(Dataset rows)

***

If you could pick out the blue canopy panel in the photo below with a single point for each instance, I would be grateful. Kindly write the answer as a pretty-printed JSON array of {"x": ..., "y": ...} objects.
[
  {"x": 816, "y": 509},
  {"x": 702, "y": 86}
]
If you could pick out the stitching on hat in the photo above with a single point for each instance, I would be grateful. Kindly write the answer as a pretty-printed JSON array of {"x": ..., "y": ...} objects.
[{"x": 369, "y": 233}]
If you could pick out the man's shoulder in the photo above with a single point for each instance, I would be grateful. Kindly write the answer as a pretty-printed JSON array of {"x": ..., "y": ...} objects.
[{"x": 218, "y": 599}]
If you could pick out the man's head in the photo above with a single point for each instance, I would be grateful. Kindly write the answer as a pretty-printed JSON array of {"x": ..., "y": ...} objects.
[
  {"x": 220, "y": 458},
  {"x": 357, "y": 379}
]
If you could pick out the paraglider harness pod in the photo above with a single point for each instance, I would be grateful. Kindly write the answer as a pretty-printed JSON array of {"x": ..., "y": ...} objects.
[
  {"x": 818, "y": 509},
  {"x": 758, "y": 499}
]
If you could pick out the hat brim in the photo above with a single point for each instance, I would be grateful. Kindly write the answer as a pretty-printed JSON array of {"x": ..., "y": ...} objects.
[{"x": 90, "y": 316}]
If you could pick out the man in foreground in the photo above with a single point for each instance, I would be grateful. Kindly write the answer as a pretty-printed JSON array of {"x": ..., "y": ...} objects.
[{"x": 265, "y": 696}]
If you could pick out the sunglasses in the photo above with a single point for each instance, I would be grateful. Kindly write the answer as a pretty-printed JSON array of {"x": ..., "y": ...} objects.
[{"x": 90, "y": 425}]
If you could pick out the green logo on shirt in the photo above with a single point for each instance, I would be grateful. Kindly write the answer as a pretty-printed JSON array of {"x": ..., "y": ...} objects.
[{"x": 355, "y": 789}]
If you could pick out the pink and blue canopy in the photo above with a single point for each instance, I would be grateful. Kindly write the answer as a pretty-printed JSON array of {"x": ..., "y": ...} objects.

***

GOAL OF THE EXERCISE:
Copy each entry exactly, with nothing added or dropped.

PROBLEM SOLUTION:
If you could pick out the blue canopy panel in the photo below with a single point for each instance, I would be grateful. Kindly write the answer as a pretty-printed JSON array of {"x": ..., "y": ...} objects.
[
  {"x": 816, "y": 509},
  {"x": 702, "y": 86}
]
If you could pick out the stitching on hat in the photo above with a single point for each instance, I would be grateful. Kindly write the answer as a pretty-printed JSON array of {"x": ..., "y": ...} objects.
[{"x": 369, "y": 233}]
If you could pick out the man's shoulder in the photo above with a single point for each instance, I would be grateful. Kindly write the answer as a pretty-printed JSON array of {"x": ..., "y": ...} objects.
[{"x": 218, "y": 599}]
If you could pick out the man's head in the photo above with a single point for each instance, I would be grateful. Kindly write the answer as a pretty-printed JSON array of {"x": ..., "y": ...} objects.
[
  {"x": 220, "y": 458},
  {"x": 357, "y": 379}
]
If you could pick out the paraglider harness pod in the photo above with a single point for each instance, I would be grateful. Kindly write the answer as a pretty-printed JSON array of {"x": ..., "y": ...} objects.
[
  {"x": 818, "y": 509},
  {"x": 758, "y": 499}
]
If you could pick out the hat brim in the photo above with a single point for each instance, I would be grateful. Kindly write the answer as a pretty-printed JSON array of {"x": ..., "y": ...} objects.
[{"x": 90, "y": 316}]
If you could pick out the man in foreground in the photo above with a single point for each instance, I would be grateful. Kindly write the answer as a pretty-printed JSON array of {"x": ..., "y": ...} objects.
[{"x": 265, "y": 696}]
If you could pick out the sunglasses in the photo above with a single point for each instance, I would be grateful. Kindly write the answer as a pretty-printed JSON array of {"x": ..., "y": ...} objects.
[{"x": 90, "y": 425}]
If you could pick out the green logo on shirt in the photo above with a single point for each instance, I would be grateful. Kindly write the answer as a pretty-printed JSON array of {"x": ..., "y": ...} objects.
[{"x": 355, "y": 789}]
If you could pick out the pink and blue canopy in the photo above with a single point for each instance, I would be grateful. Kindly write the answer as a pretty-printed JSON array of {"x": ..., "y": ...} objects.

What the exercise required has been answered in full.